WHAT YOU WILL DO »
1: Name every person mentioned by name in the blog posts about trials.
2: Write the next part of the blog posts about trials, starting after the sentence that ends "fine dining."

Showing posts with label trials. Show all posts
Showing posts with label trials. Show all posts

Tuesday, August 27, 2013

Alone.

I don't know how many times since Paul and I separated and especially the last year I've wondered why I have to go through this alone. What "this" is has varied from spring cleaning to shouldering major trials. Today I realized I'm not who I use to be. 

Over the last few years I've discovered my individual worth, uncovered strength buried so deep it was virtually impossible to find and been humbled far beyond what was comfortable. I've made mistakes and stood strong when I felt like crumbling. I've crumbled and had help picking up the pieces.  I'm not through this yet and have started to wondered if there is such a thing and being done with a trial. 

I have grown in ways I never imagined possible. I've learned that sometimes I need thee every hour isn't often enough. Prayer can get one through anything. Faith can do more than move mountains, it can give hope in the middle of the darkest night. A well timed phone call is better than the strongest medicine and true friends are priceless. 

The old me could say those things but the new me believes them with every breath I take. 

I do get weary dealing with life alone, but alone is what has forced me to grow and for that I am deeply grateful.  I've had to deal with this alone so I can become the me I'm meant to be. 

If at some point there are lessons for me to learn not being alone I would be okay with that too, this path is often lonely. 

Friday, May 24, 2013

I don't know how you do it

It's one of those catch phrases that has bugged me for a long time. When Michael was a baby and very ill I took him from Beaver to Orem for therapy to teach him how to eat again. Once a week for over a year -- yeah, I'd not heard of Early Intervention at that point and in hindsight we needed the ST we had. Twice a month we went to the FUN clinic at PCMC. They knew us personally at Ronald McDonald House and Charlet thought the Rainbow Cafe was fine dining.

(Referring expression data)
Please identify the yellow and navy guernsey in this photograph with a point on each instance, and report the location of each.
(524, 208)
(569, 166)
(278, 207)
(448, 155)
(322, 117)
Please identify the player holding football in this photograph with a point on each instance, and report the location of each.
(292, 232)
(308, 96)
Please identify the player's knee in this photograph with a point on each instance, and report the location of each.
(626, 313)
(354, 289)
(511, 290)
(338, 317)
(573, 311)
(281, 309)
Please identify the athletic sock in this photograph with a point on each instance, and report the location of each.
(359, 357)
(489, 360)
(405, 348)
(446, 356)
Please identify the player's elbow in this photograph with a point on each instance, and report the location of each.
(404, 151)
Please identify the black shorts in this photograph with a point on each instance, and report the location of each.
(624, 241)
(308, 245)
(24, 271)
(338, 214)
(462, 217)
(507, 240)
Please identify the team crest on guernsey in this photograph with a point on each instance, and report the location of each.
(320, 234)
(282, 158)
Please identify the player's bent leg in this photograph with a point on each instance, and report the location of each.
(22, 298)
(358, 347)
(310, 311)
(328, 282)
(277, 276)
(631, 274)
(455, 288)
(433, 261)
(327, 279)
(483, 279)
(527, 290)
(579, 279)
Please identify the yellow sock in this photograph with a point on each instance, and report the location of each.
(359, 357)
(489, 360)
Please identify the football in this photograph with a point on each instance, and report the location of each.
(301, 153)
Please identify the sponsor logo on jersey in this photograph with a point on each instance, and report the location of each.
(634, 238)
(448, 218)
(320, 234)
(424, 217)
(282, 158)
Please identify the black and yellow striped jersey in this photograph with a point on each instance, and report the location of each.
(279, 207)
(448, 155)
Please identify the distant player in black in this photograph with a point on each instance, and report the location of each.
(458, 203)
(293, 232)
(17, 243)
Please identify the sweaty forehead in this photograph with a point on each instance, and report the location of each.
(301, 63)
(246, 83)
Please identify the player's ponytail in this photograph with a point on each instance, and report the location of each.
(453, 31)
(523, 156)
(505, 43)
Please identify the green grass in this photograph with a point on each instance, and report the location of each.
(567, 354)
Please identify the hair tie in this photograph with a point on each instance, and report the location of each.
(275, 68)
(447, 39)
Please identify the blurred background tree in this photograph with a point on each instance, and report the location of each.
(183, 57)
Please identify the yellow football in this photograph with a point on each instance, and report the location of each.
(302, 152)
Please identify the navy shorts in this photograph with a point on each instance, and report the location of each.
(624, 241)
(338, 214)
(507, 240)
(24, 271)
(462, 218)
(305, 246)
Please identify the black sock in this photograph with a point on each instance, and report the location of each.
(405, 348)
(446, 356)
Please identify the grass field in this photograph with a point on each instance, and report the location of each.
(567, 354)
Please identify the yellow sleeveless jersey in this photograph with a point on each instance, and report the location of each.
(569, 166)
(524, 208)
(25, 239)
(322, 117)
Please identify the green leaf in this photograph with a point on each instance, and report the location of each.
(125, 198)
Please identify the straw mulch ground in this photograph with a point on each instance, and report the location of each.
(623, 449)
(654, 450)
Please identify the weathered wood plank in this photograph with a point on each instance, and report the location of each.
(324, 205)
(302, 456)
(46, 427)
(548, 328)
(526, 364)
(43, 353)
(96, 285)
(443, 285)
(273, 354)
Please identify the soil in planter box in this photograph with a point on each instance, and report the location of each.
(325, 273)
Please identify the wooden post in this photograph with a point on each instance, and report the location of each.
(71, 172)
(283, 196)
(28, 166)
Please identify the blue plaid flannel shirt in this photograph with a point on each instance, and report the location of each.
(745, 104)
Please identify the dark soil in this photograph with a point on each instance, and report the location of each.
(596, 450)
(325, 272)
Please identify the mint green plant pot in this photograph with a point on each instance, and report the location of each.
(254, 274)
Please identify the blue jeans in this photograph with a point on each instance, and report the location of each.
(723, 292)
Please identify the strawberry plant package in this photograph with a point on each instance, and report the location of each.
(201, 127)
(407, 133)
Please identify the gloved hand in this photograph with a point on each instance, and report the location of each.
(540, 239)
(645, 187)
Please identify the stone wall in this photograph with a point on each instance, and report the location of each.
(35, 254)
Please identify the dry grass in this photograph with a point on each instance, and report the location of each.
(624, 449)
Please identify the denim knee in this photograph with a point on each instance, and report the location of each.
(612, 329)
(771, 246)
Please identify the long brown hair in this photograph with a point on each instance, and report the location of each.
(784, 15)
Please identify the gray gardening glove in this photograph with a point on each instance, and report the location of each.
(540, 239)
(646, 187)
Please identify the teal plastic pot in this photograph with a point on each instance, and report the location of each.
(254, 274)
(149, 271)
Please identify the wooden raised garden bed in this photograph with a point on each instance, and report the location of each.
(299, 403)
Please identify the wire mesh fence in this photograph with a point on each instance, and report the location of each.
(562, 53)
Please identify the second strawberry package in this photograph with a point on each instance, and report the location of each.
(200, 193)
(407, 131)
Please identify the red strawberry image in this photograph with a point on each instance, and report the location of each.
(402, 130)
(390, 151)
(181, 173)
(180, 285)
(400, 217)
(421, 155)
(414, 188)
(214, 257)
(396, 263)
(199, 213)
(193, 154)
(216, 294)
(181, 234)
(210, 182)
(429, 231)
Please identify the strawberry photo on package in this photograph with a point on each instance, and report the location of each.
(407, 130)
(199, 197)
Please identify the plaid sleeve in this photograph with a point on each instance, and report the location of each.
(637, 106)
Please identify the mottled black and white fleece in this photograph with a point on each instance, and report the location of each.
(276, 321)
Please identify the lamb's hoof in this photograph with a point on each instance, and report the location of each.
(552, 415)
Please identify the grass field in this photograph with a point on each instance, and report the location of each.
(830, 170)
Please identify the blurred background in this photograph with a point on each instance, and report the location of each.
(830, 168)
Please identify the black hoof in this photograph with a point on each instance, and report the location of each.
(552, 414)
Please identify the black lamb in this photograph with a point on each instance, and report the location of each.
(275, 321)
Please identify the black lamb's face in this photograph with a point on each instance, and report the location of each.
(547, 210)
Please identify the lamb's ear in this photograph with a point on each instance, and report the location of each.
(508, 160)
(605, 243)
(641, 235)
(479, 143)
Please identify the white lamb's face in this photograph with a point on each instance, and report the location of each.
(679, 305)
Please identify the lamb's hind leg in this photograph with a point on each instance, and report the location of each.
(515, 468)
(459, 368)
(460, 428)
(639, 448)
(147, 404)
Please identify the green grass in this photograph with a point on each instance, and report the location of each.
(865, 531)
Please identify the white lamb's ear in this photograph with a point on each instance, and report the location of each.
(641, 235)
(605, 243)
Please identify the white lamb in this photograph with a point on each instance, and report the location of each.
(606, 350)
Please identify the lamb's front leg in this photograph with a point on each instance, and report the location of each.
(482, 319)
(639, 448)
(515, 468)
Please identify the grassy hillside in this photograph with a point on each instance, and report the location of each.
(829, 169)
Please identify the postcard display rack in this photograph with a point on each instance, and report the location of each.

PER-TASK OUTPUTS »
1: Paul, Michael, Charlet

2:
"I don't know how you do it, I don't think I could"

Really?  I don't want to do it but it beats watching my infant starve to death {yes literally}. I occasionally wondered what not doing it would look like, my life was exhausting. 

Going back to school with kids, being a single Mom during softball season, working NOC shift. The list goes on of things that people don't know how I do it. 

I look at people in situations where they have no choice but to do it and instead of wondering how they do it I pray for them to have the strength and endurance to do what they have to do the best they can.   I know there are people out there fighting their own battles privately and I hope they have the support system they need. 

Yes, I did tell one lady that I was thinking of not doing it, but was first trying to decide if I could deal with the consequence of my baby dying because he didn't know how to eat. It wasn't my finest moment, I did manage to walk away when she said he will eat if he gets hungry. 

Maybe that was the beginning of my using sarcasm as a coping mechanism.